• [PROVIDED PASSAGE]:
# # #

Governor Bentley will throw out the first pitch during the opening ceremony of the Babe Ruth World Series in Andalusia.  Bentley will participate in the opening ceremony to wrap up his visit to Andalusia today as he continues his Road to Economic Recovery Tour of the state. 

Poison Center Closes

Authorities say the Alabama Poison Center at Shelton State Community College in Tuscaloosa is set to close at the end of September.  The closure comes after a decision by state lawmakers to cut the center's funding.  The control center, which has a staff of 14, is scheduled to close September 30th.  The center provides the public and health care professionals statewide with emergency information.  Officials say calls handled by the center will be transferred to the Regional Poison Control Center at Children's of Alabama Hospital in Birmingham. 

ASU Presidential Search

A committee assigned is to find the next president of Alabama State University met Wednesday evening.  A subcommittee looked at revising qualifications and decided to expand the pool of potential applicants to include business leaders, government officials and high-ranking members of the military.  The search for a new ASU president started in January. 

Sellers Candidacy

A member of the Montgomery County Board of Education has officially entered the race for a seat in the Alabama House.  The Montgomery Advertiser reports Heather Sellers, Vice President of the Montgomery County School Board, will run in the Republican primary for the District 74 seat that was vacated by Jay Love on August 1st.  Two other announced candidates are Charlotte Meadows and Montgomery County Commissioner Dimitri Polizos.  The special election is October 8th. 

Tax Fraud

A federal judge has sentenced a Montgomery man to two years in prison for his role in a tax refund fraud scheme involving stolen identities.  Anton Miles was sentenced Wednesday, he pleaded guilty last week to theft of government money.  Prosecutors said Miles opened a bank account in Montgomery under a business name.  Then about 120 false federal income tax refunds were directed to the bank account between January 2012 and March of 2013.  The refunds were for more than $164,000 and they involved stolen identities.

# # #

• [DATASET ENTRIES]:
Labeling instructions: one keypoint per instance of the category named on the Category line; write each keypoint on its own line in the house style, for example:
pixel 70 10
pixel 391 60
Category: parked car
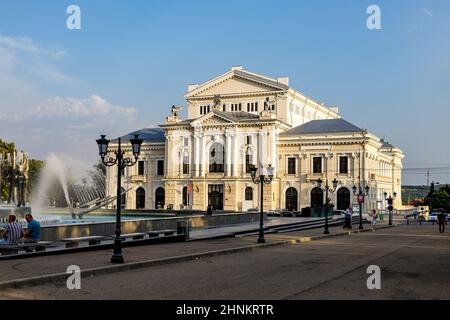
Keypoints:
pixel 286 213
pixel 432 216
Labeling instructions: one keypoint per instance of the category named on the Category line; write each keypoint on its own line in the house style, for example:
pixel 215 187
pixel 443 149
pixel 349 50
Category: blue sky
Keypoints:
pixel 132 60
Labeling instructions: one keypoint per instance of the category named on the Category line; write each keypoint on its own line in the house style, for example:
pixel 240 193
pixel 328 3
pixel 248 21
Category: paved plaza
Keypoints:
pixel 414 262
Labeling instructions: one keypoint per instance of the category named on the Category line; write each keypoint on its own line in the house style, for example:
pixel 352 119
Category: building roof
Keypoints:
pixel 147 134
pixel 386 144
pixel 324 126
pixel 237 115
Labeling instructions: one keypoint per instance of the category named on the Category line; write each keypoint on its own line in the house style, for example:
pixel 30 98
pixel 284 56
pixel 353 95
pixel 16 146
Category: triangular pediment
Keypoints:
pixel 212 118
pixel 236 82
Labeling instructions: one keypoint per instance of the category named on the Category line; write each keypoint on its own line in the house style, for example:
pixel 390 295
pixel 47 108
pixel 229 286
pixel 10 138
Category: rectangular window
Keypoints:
pixel 317 165
pixel 185 165
pixel 291 165
pixel 343 165
pixel 141 168
pixel 248 163
pixel 160 169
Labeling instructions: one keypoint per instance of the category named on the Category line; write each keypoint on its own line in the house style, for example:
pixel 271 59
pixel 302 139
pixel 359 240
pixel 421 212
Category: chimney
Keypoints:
pixel 192 87
pixel 335 109
pixel 283 80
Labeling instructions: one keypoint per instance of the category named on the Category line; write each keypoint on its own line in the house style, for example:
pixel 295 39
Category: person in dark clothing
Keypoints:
pixel 348 218
pixel 441 221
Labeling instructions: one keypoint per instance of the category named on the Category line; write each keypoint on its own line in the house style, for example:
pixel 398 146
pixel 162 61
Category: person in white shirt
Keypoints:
pixel 374 218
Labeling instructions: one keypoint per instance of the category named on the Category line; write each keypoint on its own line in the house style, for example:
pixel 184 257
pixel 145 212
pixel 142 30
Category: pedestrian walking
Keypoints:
pixel 374 218
pixel 348 218
pixel 441 220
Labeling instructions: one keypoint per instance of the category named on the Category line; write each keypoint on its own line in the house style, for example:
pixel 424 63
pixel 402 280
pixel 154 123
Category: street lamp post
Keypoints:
pixel 327 200
pixel 390 201
pixel 262 179
pixel 122 162
pixel 361 197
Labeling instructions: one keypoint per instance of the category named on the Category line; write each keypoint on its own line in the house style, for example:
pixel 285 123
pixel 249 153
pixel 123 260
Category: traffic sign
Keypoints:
pixel 361 199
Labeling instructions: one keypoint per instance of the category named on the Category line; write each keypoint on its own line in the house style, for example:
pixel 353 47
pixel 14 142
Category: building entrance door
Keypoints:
pixel 215 196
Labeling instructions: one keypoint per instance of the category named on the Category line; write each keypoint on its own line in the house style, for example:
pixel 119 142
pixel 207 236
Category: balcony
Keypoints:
pixel 139 178
pixel 315 176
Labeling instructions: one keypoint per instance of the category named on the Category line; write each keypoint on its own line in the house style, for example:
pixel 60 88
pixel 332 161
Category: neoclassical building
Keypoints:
pixel 240 119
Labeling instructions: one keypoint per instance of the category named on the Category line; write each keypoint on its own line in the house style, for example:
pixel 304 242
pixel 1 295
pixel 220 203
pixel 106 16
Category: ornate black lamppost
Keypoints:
pixel 327 200
pixel 122 162
pixel 262 179
pixel 390 201
pixel 361 197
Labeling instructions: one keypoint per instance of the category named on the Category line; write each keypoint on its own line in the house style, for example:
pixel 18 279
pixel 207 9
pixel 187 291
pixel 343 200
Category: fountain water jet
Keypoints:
pixel 53 168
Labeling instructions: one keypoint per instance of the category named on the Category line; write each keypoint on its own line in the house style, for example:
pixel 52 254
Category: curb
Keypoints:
pixel 62 276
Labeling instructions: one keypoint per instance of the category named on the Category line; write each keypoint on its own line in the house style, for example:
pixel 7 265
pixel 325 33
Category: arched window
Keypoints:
pixel 317 198
pixel 140 198
pixel 123 198
pixel 343 199
pixel 159 198
pixel 248 194
pixel 185 196
pixel 216 158
pixel 291 199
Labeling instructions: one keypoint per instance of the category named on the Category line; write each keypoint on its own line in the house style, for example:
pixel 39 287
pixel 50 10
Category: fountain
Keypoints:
pixel 53 169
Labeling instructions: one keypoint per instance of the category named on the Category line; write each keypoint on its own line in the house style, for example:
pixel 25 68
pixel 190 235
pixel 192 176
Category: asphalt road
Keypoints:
pixel 414 262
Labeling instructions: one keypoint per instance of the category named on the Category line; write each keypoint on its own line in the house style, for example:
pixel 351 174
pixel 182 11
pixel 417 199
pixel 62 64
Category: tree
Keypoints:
pixel 440 199
pixel 5 149
pixel 35 167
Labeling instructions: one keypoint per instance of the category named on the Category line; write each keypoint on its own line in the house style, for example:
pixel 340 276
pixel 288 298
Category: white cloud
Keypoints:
pixel 40 122
pixel 28 45
pixel 427 12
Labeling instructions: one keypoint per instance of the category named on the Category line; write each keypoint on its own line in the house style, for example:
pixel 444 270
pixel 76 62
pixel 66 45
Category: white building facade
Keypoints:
pixel 240 119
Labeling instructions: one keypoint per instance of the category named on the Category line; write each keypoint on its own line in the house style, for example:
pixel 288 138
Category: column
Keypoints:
pixel 201 157
pixel 234 156
pixel 261 152
pixel 228 138
pixel 196 154
pixel 273 154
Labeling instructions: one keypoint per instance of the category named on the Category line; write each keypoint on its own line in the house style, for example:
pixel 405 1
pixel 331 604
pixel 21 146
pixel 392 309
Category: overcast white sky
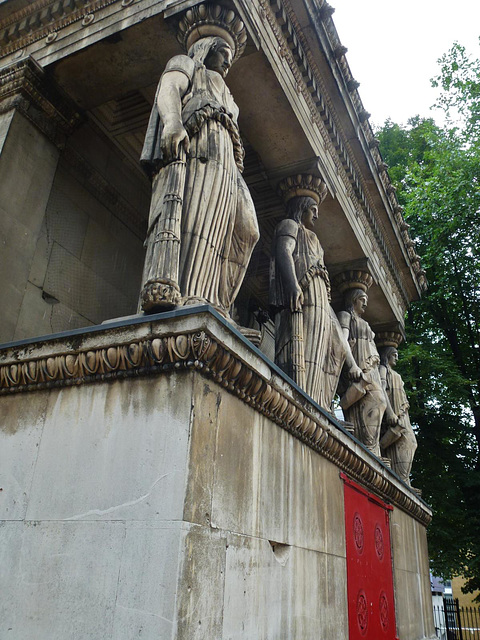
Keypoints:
pixel 393 48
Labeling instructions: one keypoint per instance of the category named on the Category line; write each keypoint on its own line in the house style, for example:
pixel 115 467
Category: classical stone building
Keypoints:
pixel 161 476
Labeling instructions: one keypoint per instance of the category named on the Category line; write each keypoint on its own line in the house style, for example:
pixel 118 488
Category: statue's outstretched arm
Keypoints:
pixel 173 86
pixel 284 249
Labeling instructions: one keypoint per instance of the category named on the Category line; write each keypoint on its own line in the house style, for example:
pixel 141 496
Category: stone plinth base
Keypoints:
pixel 161 479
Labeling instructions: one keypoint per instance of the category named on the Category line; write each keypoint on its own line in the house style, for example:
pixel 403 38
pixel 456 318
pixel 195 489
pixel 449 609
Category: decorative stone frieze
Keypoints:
pixel 201 341
pixel 25 86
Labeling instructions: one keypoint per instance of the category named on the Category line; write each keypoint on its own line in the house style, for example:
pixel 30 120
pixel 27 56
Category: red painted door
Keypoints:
pixel 371 605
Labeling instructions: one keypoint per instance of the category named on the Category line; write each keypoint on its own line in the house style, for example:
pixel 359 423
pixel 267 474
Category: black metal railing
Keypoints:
pixel 453 622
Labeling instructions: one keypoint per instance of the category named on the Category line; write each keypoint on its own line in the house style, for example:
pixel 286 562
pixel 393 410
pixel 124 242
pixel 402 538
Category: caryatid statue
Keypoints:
pixel 202 225
pixel 398 442
pixel 309 345
pixel 363 400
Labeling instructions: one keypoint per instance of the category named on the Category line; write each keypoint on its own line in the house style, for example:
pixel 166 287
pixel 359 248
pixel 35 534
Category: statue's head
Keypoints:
pixel 214 52
pixel 207 22
pixel 303 209
pixel 388 356
pixel 356 301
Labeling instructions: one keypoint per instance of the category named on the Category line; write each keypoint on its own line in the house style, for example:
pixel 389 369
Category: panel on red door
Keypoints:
pixel 371 606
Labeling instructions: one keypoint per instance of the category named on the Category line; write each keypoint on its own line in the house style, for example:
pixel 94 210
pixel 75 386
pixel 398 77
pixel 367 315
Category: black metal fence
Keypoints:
pixel 453 622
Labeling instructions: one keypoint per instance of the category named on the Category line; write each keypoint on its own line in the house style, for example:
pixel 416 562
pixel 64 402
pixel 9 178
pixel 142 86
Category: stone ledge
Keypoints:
pixel 198 339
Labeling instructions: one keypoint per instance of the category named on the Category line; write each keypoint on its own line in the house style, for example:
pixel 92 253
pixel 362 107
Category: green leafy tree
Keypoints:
pixel 437 171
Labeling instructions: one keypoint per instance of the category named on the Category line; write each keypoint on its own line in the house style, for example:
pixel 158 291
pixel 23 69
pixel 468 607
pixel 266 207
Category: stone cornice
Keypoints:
pixel 294 44
pixel 198 340
pixel 42 19
pixel 25 86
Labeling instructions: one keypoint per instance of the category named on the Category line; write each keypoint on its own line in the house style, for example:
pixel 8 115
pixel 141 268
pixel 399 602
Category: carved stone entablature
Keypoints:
pixel 389 335
pixel 351 275
pixel 338 52
pixel 25 86
pixel 198 340
pixel 355 279
pixel 293 47
pixel 303 185
pixel 43 18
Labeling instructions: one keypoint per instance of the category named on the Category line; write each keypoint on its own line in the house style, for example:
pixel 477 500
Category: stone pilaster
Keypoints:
pixel 35 119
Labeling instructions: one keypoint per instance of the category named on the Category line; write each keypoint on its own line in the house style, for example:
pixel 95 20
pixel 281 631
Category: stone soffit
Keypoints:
pixel 363 170
pixel 197 339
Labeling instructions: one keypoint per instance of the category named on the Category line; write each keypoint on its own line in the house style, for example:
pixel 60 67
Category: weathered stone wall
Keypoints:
pixel 70 259
pixel 28 161
pixel 413 598
pixel 168 507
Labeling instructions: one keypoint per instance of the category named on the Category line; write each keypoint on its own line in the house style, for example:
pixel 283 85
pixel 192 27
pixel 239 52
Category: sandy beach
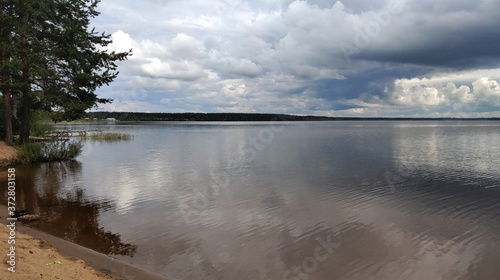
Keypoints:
pixel 37 259
pixel 39 255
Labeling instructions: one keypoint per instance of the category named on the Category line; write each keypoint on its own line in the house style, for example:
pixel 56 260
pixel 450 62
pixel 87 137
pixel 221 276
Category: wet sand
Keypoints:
pixel 43 256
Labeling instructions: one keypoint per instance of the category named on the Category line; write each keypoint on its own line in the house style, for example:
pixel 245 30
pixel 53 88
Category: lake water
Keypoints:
pixel 298 200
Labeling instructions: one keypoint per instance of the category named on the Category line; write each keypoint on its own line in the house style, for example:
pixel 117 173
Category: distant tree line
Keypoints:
pixel 241 117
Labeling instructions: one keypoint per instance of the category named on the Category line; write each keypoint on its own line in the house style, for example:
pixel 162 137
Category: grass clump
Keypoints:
pixel 48 152
pixel 108 137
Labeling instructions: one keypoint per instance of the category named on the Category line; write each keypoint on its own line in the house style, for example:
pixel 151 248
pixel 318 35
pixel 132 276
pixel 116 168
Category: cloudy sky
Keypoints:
pixel 321 57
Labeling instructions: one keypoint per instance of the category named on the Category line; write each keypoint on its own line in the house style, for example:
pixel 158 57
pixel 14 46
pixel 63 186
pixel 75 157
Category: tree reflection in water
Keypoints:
pixel 54 190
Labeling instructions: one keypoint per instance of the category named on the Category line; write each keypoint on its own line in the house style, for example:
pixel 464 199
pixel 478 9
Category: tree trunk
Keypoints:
pixel 24 134
pixel 7 117
pixel 5 81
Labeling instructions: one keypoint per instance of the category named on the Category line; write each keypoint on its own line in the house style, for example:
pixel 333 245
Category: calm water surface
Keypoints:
pixel 307 200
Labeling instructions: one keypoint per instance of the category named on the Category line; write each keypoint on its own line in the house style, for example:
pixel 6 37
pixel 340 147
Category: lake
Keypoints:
pixel 284 200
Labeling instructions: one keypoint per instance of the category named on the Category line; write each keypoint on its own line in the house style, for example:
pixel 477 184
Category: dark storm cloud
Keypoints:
pixel 349 57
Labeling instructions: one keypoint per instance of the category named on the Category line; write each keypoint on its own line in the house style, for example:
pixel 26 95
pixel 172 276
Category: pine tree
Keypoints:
pixel 55 63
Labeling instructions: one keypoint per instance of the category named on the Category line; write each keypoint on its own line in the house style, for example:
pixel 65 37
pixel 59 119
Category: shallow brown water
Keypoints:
pixel 319 200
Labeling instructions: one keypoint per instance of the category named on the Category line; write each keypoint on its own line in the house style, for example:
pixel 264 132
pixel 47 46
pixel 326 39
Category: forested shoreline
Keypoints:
pixel 141 116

# # #

• [TASK PROMPT]: Rewrite the news briefs starting at the words "A committee assigned" and stopping after "started in January.", with "business leaders" renamed to "university alumni".

• [EXERCISE ANSWER]:
A committee assigned is to find the next president of Alabama State University met Wednesday evening.  A subcommittee looked at revising qualifications and decided to expand the pool of potential applicants to include university alumni, government officials and high-ranking members of the military.  The search for a new ASU president started in January.